• **To do**: Please return, copied in full, each line below that contains the word "cover".

※ ※ ※

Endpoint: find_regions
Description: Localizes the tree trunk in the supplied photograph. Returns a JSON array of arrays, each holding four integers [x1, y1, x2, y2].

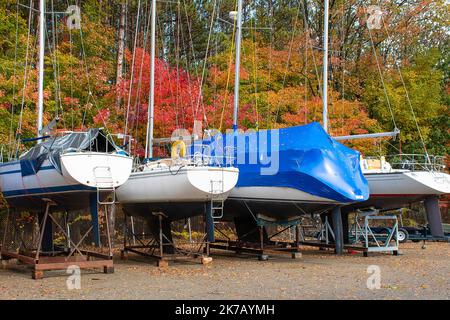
[[116, 0, 126, 109]]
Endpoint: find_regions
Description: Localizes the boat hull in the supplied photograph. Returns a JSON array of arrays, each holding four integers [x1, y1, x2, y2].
[[0, 155, 132, 212], [346, 171, 450, 210], [61, 152, 133, 188], [224, 187, 338, 221], [117, 166, 239, 220], [0, 160, 97, 211]]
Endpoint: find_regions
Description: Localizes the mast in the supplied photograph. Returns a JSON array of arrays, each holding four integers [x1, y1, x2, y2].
[[233, 0, 242, 130], [145, 0, 156, 158], [37, 0, 45, 137], [322, 0, 329, 132]]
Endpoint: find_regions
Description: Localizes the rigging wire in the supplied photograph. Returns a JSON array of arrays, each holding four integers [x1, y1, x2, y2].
[[125, 0, 141, 136], [194, 0, 217, 127], [8, 0, 19, 160], [381, 7, 431, 158], [273, 6, 300, 124], [251, 0, 259, 130], [217, 1, 238, 131], [13, 0, 33, 154]]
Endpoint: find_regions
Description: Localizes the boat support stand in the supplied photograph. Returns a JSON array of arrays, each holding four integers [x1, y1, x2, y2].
[[121, 212, 212, 268], [209, 206, 302, 261], [1, 199, 114, 279]]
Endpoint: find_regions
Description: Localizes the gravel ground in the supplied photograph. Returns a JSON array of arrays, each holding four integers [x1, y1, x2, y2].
[[0, 243, 450, 300]]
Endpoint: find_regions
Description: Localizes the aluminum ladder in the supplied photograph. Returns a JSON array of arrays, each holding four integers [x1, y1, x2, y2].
[[211, 180, 225, 223], [94, 166, 116, 205]]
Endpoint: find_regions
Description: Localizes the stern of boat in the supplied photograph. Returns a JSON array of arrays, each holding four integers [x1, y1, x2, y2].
[[187, 167, 239, 198], [61, 152, 133, 188]]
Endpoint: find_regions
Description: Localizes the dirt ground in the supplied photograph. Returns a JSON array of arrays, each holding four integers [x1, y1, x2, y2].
[[0, 243, 450, 300]]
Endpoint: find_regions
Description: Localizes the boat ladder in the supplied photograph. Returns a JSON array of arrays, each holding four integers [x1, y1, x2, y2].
[[94, 166, 116, 205], [211, 180, 225, 220]]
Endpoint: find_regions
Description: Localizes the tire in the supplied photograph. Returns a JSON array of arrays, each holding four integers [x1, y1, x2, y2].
[[397, 229, 409, 243]]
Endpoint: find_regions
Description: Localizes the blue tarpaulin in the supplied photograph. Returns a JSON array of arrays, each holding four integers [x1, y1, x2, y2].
[[190, 123, 369, 203]]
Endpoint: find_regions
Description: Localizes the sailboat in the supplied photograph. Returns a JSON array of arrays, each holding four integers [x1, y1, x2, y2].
[[200, 0, 369, 228], [117, 0, 239, 222], [0, 0, 133, 212]]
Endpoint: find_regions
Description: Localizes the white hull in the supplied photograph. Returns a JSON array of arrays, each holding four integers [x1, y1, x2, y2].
[[365, 171, 450, 197], [347, 169, 450, 211], [229, 187, 336, 203], [0, 152, 133, 210], [61, 152, 133, 188], [117, 166, 239, 204]]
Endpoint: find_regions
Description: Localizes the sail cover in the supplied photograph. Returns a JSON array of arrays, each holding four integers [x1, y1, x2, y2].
[[19, 129, 116, 177], [190, 123, 369, 203]]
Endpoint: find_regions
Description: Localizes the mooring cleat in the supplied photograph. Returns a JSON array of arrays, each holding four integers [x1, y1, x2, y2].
[[258, 254, 269, 261], [291, 252, 302, 259], [200, 257, 212, 266]]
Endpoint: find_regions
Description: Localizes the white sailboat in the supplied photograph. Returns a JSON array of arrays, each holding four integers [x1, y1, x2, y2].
[[0, 0, 133, 212], [354, 154, 450, 210], [117, 0, 239, 221]]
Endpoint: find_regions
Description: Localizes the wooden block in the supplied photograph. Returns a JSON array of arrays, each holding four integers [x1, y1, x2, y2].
[[31, 270, 44, 280], [156, 260, 169, 268], [103, 266, 114, 274], [292, 252, 302, 259], [201, 257, 212, 265]]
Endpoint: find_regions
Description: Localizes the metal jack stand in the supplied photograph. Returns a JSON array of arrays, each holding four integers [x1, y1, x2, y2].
[[351, 209, 399, 257], [1, 199, 114, 279], [121, 213, 212, 267], [210, 215, 302, 261]]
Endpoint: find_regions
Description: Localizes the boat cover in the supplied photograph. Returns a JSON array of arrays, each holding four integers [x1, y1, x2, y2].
[[190, 123, 369, 203], [19, 129, 116, 177]]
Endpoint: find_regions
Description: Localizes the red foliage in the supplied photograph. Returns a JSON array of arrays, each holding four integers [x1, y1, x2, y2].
[[116, 48, 204, 137]]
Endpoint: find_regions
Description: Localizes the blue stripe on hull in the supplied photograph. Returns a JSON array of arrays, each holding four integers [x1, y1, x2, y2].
[[0, 166, 56, 176], [3, 185, 96, 198]]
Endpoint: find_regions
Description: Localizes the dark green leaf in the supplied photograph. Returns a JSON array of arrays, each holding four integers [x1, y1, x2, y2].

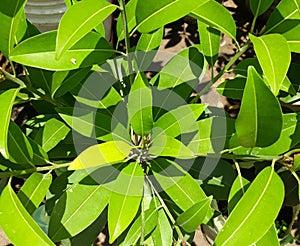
[[250, 34, 291, 96], [0, 88, 20, 158], [176, 197, 213, 232], [10, 31, 113, 71], [198, 21, 221, 67], [215, 167, 284, 245], [0, 0, 27, 57], [128, 73, 153, 136], [236, 67, 282, 148], [135, 0, 207, 32], [18, 173, 52, 214], [191, 0, 236, 39], [250, 0, 274, 17], [56, 0, 117, 58], [108, 162, 144, 243]]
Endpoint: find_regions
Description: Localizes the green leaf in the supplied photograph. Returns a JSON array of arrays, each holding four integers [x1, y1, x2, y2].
[[230, 114, 300, 156], [0, 0, 27, 57], [56, 0, 117, 58], [152, 209, 173, 246], [108, 162, 144, 243], [117, 0, 138, 41], [152, 104, 206, 139], [255, 224, 280, 246], [128, 73, 153, 136], [48, 183, 110, 241], [176, 197, 213, 232], [157, 46, 206, 91], [215, 167, 284, 245], [189, 116, 235, 155], [151, 158, 206, 211], [249, 34, 291, 96], [0, 182, 55, 246], [149, 135, 195, 159], [227, 176, 250, 214], [235, 67, 282, 148], [265, 0, 300, 53], [7, 122, 35, 168], [250, 0, 274, 17], [18, 173, 52, 214], [68, 141, 131, 170], [135, 0, 207, 33], [190, 157, 236, 200], [123, 208, 158, 246], [42, 118, 70, 152], [70, 210, 107, 246], [9, 31, 113, 71], [134, 28, 164, 71], [198, 21, 221, 67], [0, 88, 20, 158], [51, 67, 91, 97], [191, 0, 236, 40]]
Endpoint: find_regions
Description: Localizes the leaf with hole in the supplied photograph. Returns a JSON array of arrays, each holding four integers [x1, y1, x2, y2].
[[235, 66, 282, 148], [55, 0, 117, 58]]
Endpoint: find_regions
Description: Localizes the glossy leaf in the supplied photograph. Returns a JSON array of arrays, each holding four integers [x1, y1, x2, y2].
[[51, 67, 90, 97], [149, 135, 195, 159], [152, 104, 205, 139], [215, 167, 284, 245], [152, 209, 173, 246], [0, 88, 20, 158], [265, 0, 300, 53], [176, 198, 211, 232], [0, 0, 27, 57], [134, 28, 164, 71], [68, 141, 131, 170], [191, 0, 236, 40], [189, 116, 234, 155], [48, 183, 110, 241], [198, 21, 221, 66], [0, 183, 55, 246], [227, 176, 250, 214], [123, 208, 158, 246], [56, 107, 130, 143], [250, 0, 274, 17], [135, 0, 207, 33], [70, 210, 107, 246], [117, 0, 138, 41], [151, 158, 206, 211], [108, 162, 144, 243], [128, 73, 153, 136], [42, 118, 70, 152], [190, 157, 236, 200], [158, 46, 206, 91], [230, 114, 300, 156], [250, 34, 291, 96], [10, 31, 113, 71], [18, 173, 52, 214], [55, 0, 117, 58], [235, 67, 282, 148], [255, 224, 280, 246], [7, 122, 35, 168]]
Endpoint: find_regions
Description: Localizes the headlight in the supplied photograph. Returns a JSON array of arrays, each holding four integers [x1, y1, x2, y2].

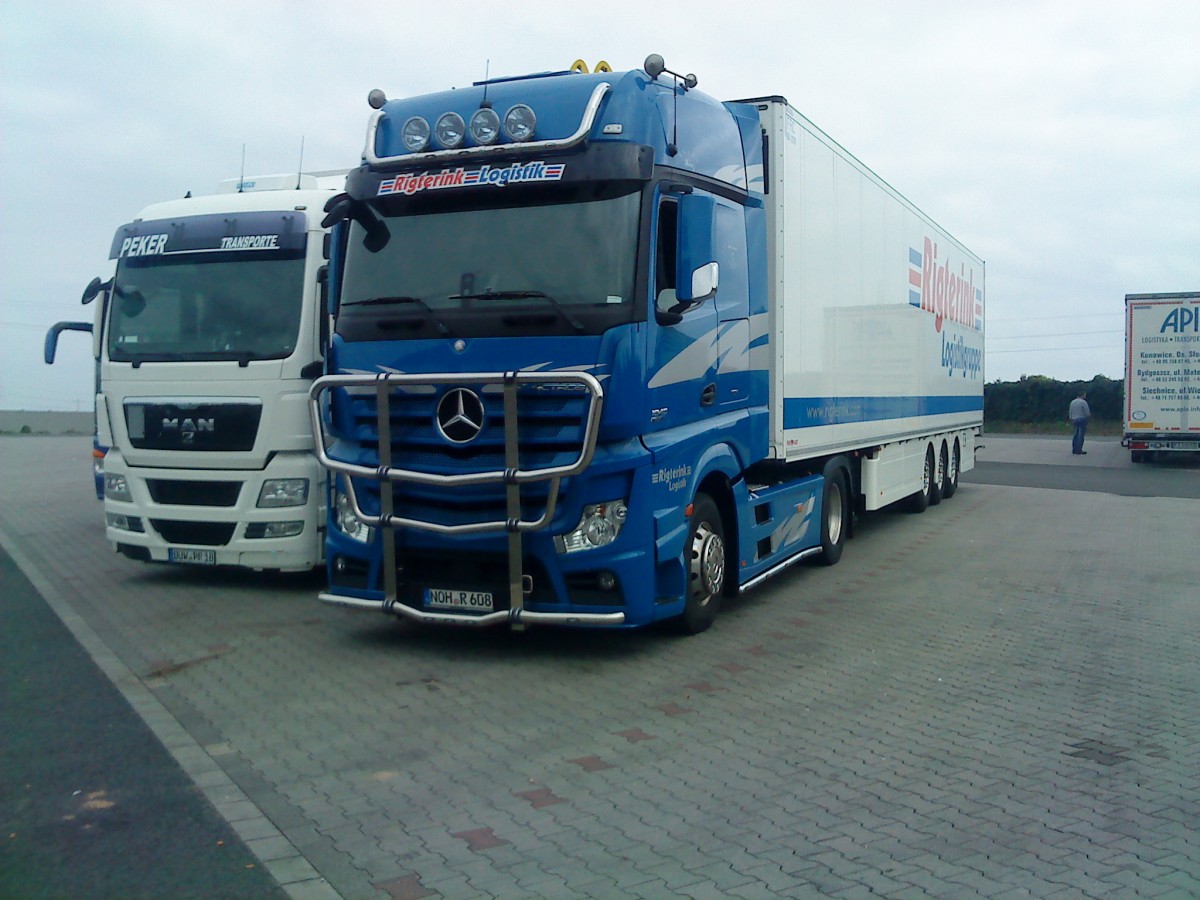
[[554, 500, 629, 553], [504, 103, 538, 142], [470, 107, 500, 144], [258, 478, 308, 509], [400, 115, 430, 154], [334, 491, 371, 544], [104, 472, 132, 500], [433, 113, 467, 150]]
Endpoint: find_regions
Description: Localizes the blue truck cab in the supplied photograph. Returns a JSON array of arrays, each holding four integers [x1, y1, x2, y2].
[[310, 55, 983, 632]]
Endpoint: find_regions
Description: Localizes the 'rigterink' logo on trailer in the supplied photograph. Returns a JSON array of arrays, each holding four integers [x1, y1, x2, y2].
[[908, 238, 983, 331], [377, 160, 566, 197]]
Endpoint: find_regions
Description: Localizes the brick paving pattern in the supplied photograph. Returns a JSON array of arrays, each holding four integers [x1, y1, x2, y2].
[[0, 437, 1200, 900]]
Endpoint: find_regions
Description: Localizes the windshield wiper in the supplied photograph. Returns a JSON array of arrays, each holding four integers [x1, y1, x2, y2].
[[342, 295, 454, 337], [446, 290, 587, 331]]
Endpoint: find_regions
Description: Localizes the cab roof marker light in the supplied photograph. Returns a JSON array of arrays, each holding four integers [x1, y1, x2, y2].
[[362, 82, 612, 166]]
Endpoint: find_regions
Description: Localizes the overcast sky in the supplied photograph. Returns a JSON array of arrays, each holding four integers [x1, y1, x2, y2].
[[0, 0, 1200, 410]]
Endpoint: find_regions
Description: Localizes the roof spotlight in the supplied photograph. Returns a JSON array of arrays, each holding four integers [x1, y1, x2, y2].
[[433, 113, 467, 150], [400, 115, 430, 154], [504, 103, 538, 143], [470, 107, 500, 144]]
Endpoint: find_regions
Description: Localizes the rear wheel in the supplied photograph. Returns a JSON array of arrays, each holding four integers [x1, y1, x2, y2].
[[679, 493, 727, 635], [929, 444, 947, 506], [908, 448, 941, 512], [817, 466, 850, 565], [942, 440, 961, 499]]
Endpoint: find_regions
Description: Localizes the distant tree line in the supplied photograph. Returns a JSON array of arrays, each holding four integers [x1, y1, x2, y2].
[[983, 376, 1124, 425]]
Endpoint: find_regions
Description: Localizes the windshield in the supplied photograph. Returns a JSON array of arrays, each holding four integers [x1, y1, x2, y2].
[[108, 251, 305, 362], [337, 192, 640, 341]]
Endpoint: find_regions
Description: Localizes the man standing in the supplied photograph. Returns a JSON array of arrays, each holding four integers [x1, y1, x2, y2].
[[1067, 391, 1092, 456]]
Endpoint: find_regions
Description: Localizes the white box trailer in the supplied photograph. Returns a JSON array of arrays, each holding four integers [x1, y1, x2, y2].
[[1121, 292, 1200, 462], [748, 97, 985, 509]]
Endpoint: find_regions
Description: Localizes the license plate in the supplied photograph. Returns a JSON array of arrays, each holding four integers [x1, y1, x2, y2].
[[425, 588, 492, 612], [167, 547, 217, 565]]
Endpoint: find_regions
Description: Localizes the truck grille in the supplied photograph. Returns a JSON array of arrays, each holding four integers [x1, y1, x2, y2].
[[150, 518, 236, 547], [349, 390, 588, 474], [146, 478, 241, 506]]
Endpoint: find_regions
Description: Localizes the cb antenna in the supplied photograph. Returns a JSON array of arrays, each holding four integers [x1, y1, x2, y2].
[[479, 59, 492, 109], [642, 53, 700, 156]]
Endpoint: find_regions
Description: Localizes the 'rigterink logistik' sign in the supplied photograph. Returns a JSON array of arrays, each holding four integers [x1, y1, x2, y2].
[[377, 160, 566, 197], [908, 238, 983, 378]]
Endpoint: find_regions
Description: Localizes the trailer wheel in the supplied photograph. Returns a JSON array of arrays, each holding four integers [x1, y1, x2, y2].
[[942, 440, 961, 499], [908, 448, 934, 512], [817, 463, 850, 565], [926, 444, 947, 506], [678, 493, 726, 635]]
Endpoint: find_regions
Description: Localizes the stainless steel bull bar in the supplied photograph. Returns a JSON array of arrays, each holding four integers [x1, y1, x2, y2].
[[308, 371, 624, 628]]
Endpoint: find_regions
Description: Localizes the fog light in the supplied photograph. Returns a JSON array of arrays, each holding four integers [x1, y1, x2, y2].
[[258, 478, 308, 509], [104, 512, 146, 534], [104, 472, 130, 500], [246, 521, 304, 539]]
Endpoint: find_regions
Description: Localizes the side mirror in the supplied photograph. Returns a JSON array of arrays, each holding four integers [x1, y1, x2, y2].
[[42, 321, 91, 365], [79, 278, 113, 306], [676, 193, 719, 304]]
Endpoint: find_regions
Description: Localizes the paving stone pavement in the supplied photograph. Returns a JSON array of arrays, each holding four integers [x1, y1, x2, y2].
[[0, 437, 1200, 899]]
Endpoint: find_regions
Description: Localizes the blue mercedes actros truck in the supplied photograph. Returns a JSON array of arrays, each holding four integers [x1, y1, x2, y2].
[[311, 55, 984, 632]]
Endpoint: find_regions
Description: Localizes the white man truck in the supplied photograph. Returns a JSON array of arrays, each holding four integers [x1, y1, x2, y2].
[[1121, 292, 1200, 462], [95, 173, 344, 571], [312, 55, 984, 632]]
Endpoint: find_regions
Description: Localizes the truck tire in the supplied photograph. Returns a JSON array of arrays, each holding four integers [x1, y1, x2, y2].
[[942, 440, 962, 499], [907, 448, 941, 512], [816, 461, 850, 565], [678, 493, 727, 635], [925, 444, 947, 506]]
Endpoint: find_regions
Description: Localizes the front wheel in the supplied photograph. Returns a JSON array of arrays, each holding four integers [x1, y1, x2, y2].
[[679, 493, 726, 635]]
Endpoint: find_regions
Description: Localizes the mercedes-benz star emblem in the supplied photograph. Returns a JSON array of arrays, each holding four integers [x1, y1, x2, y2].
[[438, 388, 484, 444]]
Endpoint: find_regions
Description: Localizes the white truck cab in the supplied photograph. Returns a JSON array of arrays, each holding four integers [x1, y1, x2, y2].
[[96, 173, 344, 571]]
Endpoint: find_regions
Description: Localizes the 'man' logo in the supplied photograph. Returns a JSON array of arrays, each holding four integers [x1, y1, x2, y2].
[[1158, 306, 1200, 335], [162, 416, 217, 444]]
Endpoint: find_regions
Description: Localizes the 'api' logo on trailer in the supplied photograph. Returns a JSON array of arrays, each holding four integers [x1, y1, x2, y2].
[[1158, 306, 1200, 335]]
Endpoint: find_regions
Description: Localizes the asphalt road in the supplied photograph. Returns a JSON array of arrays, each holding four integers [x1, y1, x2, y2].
[[964, 434, 1200, 500], [0, 436, 1200, 900]]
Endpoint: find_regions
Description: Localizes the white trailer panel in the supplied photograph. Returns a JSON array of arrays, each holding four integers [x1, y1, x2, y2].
[[1124, 293, 1200, 441], [751, 97, 985, 461]]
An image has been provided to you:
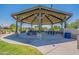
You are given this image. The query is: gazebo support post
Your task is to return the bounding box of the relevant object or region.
[64,21,67,28]
[15,21,18,34]
[31,23,32,29]
[38,13,42,32]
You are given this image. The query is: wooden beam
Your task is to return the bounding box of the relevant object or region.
[48,14,63,21]
[45,15,53,24]
[41,8,68,15]
[20,14,34,21]
[31,14,38,24]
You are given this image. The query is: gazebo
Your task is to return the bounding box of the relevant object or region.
[12,5,72,33]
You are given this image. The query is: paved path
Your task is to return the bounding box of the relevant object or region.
[0,34,79,55]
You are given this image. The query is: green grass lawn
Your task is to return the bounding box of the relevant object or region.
[0,40,42,55]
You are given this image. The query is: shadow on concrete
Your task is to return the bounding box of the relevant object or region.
[4,34,74,46]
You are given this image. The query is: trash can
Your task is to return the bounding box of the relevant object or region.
[64,32,71,39]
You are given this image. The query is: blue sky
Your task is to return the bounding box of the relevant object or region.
[0,4,79,26]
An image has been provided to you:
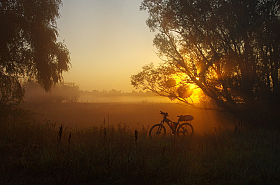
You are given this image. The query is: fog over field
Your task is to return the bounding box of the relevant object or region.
[23,102,237,134]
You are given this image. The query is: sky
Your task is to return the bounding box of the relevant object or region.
[57,0,160,92]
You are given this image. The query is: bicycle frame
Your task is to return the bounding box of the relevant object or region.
[149,111,193,138]
[160,115,179,134]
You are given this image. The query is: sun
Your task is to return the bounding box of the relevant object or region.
[172,73,204,104]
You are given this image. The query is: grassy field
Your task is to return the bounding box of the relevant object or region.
[19,102,238,134]
[0,103,280,185]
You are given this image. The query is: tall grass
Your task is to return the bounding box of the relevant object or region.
[0,106,280,185]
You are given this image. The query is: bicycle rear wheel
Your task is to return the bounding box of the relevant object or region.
[149,124,166,138]
[177,123,193,138]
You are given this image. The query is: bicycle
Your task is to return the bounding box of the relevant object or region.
[149,111,194,138]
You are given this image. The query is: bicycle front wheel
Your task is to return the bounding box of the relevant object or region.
[149,124,166,138]
[177,123,193,138]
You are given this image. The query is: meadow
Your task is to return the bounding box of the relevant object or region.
[0,103,280,185]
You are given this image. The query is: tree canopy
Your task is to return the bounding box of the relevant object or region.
[131,0,280,125]
[0,0,70,103]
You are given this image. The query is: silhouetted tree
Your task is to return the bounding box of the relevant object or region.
[131,0,280,125]
[0,0,70,103]
[23,81,80,103]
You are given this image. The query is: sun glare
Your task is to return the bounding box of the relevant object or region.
[172,73,203,104]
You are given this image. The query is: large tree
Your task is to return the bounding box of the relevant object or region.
[0,0,70,103]
[131,0,280,125]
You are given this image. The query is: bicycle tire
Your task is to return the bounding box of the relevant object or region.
[149,124,166,138]
[177,123,193,138]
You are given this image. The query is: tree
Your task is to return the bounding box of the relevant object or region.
[0,0,70,103]
[131,0,280,125]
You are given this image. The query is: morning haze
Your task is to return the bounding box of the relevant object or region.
[0,0,280,185]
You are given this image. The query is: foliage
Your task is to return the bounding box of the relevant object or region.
[0,0,70,102]
[131,0,280,125]
[0,110,280,185]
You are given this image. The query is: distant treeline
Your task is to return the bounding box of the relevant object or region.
[80,89,155,97]
[24,81,158,103]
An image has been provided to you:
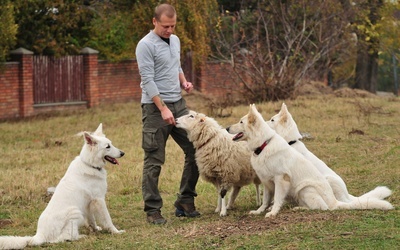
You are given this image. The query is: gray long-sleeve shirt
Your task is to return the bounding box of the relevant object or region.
[136,31,183,103]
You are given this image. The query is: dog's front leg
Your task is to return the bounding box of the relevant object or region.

※ ※ ※

• **The answer**:
Description: Localizes the sail cover in the supplied photograph. Returns a JSON array of arrays, each holding four integers [x1, y1, x2, y2].
Description: Localizes the boat cover in the supplied photograph. Returns a JSON array of arrays, each holding four integers [x1, y1, x2, y2].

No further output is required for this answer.